>> begin Material provided

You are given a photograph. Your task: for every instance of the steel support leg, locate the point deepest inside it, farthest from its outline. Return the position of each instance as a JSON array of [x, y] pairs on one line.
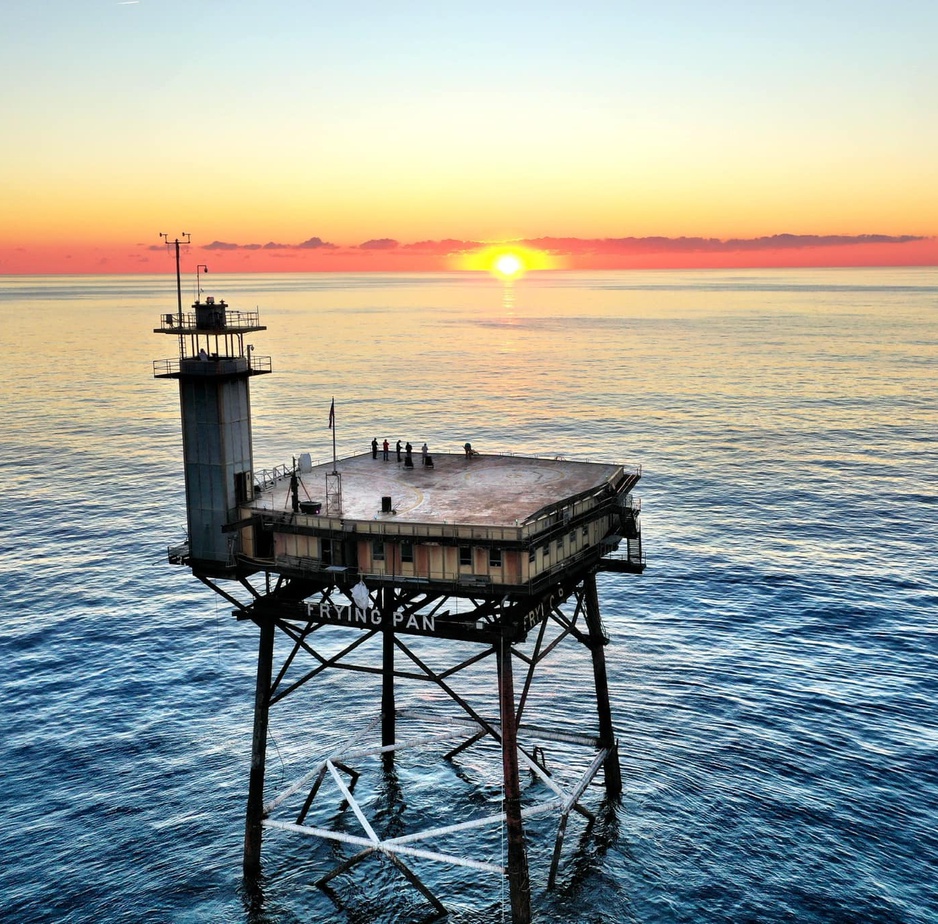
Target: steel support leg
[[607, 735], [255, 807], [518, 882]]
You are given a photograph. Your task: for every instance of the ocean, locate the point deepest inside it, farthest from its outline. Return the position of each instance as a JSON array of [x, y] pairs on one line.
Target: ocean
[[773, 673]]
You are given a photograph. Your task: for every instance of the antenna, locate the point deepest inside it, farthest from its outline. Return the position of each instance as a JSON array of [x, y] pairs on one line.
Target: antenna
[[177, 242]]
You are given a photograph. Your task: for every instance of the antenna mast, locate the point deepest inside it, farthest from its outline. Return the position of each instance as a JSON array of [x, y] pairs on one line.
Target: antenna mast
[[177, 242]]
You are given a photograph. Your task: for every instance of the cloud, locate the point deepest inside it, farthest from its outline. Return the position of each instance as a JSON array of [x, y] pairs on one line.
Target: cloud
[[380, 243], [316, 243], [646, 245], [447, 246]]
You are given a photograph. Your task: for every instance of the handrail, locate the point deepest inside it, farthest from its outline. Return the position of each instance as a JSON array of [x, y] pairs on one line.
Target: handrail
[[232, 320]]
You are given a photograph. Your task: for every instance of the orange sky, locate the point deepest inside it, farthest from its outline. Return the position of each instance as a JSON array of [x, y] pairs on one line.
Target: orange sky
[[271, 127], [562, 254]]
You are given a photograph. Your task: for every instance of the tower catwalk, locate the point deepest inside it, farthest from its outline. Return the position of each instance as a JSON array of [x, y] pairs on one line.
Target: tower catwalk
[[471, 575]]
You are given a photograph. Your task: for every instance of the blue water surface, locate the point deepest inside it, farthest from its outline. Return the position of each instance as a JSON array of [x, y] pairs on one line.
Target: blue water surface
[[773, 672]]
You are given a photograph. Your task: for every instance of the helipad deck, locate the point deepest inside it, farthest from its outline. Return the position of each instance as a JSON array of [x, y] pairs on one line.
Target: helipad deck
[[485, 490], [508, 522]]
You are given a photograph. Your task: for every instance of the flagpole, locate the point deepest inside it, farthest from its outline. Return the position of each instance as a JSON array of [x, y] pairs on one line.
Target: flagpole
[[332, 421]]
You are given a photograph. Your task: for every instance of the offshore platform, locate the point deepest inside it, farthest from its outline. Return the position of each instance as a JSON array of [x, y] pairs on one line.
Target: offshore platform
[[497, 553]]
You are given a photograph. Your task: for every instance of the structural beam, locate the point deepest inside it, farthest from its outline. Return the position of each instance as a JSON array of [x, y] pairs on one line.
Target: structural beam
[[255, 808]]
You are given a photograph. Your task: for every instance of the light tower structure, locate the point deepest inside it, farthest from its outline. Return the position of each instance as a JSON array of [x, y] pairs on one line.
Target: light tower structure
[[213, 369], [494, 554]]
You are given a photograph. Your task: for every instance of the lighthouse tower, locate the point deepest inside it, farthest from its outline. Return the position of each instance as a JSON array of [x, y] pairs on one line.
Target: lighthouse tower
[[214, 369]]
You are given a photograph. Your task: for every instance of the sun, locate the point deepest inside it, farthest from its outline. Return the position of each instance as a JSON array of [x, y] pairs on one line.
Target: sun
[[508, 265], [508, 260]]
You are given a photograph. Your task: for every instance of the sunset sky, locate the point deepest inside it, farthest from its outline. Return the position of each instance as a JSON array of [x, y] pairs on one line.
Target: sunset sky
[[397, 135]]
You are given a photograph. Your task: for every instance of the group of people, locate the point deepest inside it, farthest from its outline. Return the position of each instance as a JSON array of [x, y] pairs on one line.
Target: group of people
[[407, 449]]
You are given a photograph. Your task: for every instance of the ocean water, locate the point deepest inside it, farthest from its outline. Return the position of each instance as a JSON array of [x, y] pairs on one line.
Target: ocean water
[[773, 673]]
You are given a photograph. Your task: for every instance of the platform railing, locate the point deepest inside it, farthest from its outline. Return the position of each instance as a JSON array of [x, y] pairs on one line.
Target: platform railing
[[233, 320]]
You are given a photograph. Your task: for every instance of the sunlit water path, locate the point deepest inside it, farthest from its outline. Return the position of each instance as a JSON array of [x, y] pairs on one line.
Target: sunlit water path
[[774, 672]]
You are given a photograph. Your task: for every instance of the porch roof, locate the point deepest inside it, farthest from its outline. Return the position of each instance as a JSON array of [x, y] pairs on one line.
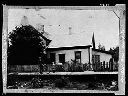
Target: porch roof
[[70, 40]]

>> end Material provided

Please substitute "picture" for "photograph" everywhere in the material above, keeping everything else unchanged and leaving out the pictures.

You are given a picture. Your task: for every instance of the steel support leg, locate the point deepest inside it, farthest from its outline. Return the position of each instance as a JSON array of [x, y] pairs on one line.
Target: steel support leg
[[607, 735], [255, 807], [518, 882]]
You are given a picture. Your task: for every instance of the ocean, locate the point deepest inside it, farthest from its outline. Return the position of each instance as a JSON array of [x, y] pairs on one line.
Target: ocean
[[773, 673]]
You are given a picture. Your task: for every instance of the antenna, locate the point deepest inside it, farthest from its outline. Return the position of each instance as a JSON array of [x, y] pairs on one line.
Target: antenna
[[177, 242]]
You are given a picture. Your task: for every instance of the antenna mast, locate the point deepest inside it, farthest from its outline. Return the position of each instance as a JSON array of [x, y] pairs on one line.
Target: antenna mast
[[177, 242]]
You are given a picture. Your task: for every instance of the cloud, locate the point deepest inside it, farthest from its outline. Return the position of each instance as a JSON array of [x, y] pairs on one line.
Target: cloud
[[380, 243], [316, 243], [646, 245], [447, 246]]
You are given a picture. Your task: for every instance of the handrail, locate the point deepest inside it, farthest from its outline. Return the position of each instance as a JSON array of [x, y] pairs on one line.
Target: handrail
[[232, 320]]
You are given a picture. Your task: for every instance of the orange sky, locate the point deepest inside it, farthest from its outline. Return the position of each instance as a JSON array of [x, y] pairs on one line.
Target: orange sky
[[271, 127], [562, 254]]
You are given a picture. Your task: for every instance of the tower catwalk, locate the point deepest inside it, farthest from its outline. Return the position of each instance as a JSON array of [x, y] pairs on one line.
Target: tower catwalk
[[471, 575]]
You are given a picture. Your task: for every instance of the blue water surface, locate the point deepest inside it, farthest from its outline. Return the position of each instance as a JSON array of [x, y] pairs on one line.
Target: blue water surface
[[773, 672]]
You are given a picture. Your task: for every instance of the helipad deck, locate the point deepest inside it, farthest from its outline. Return the position of each instance as a JSON array of [x, y] pairs on one line.
Target: helipad deck
[[485, 490], [508, 522]]
You are given a picture. Your task: for every instance of the flagpole, locate the point deepest inside it, farthest from its outline. Return the position of each instance as a JSON array of [x, y] pairs on one line.
Target: flagpole
[[332, 421]]
You are given a picture. Your task: for every instance of the offshore platform, locate the point deepest inside it, farthest from its outline. Return the position of each instance as a JSON array of [x, y] pairs on one line.
Target: offshore platform
[[497, 553]]
You are given a picture. Your task: for every instance of the structural beam, locate the point deepest inside it, farthest from its outline. Return the position of each instance as a JSON array of [x, y] pairs on one line.
Target: structural beam
[[255, 808]]
You are given a picture. Your task: for every instance of the light tower structure, locate the point deepest inside it, farthest from its outline. Return the position of each instance as a JSON array of [x, y] pairs on one line.
Target: light tower structure
[[213, 369], [494, 554]]
You are given a picture. Your task: for every instance of the lighthouse tower, locate the point deepest inside it, farthest from its outline. Return the position of each instance as a JSON array of [x, y] pairs on one line.
Target: lighthouse tower
[[214, 369]]
You are given a picture. Your task: for every instance of the sun, locate the point deepest inside it, farthest from its outline. Return the position of each instance as a JSON array of [x, y] pairs on one line.
Target: sun
[[508, 265], [508, 260]]
You are given a picture. Your task: for every instance of the sunset sky, locate the point deepest inside it, farthest from its outline. Return the position of each instance as a JSON array of [x, y] pairs on one line.
Target: sunset sky
[[397, 135]]
You are given a picture. Your task: for every instance of the group of people, locate the point deepest inside it, farthest from its outline. Return the position of each instance as a JSON array of [x, y] pairs on one line.
Target: group of people
[[407, 449]]
You are given a picture. Your task: for every instance of the ocean water, locate the point deepest inside it, farthest from its outline. Return the position of each instance as a JSON array of [x, y] pairs on one line.
Target: ocean water
[[773, 673]]
You are given a picture. Your task: for every instance of the platform railing, locate the point deepest inside it, farthest from its outline. Return the position of each instance as a JSON array of [x, y] pairs on one line.
Target: platform railing
[[233, 320]]
You are given a picture. Your task: for every instance of the sunlit water path, locate the point deepest inside it, farthest from its outline. Return the position of each instance as a JSON array of [x, y] pairs on one line.
Target: sunlit water path
[[774, 672]]
You are given a picture. Your task: for every instance of the porch roof, locate the point deepest inside it, farthest from its outline. Return the position of each instance as a JSON array of [x, y] pairs on one line.
Target: porch roof
[[70, 40]]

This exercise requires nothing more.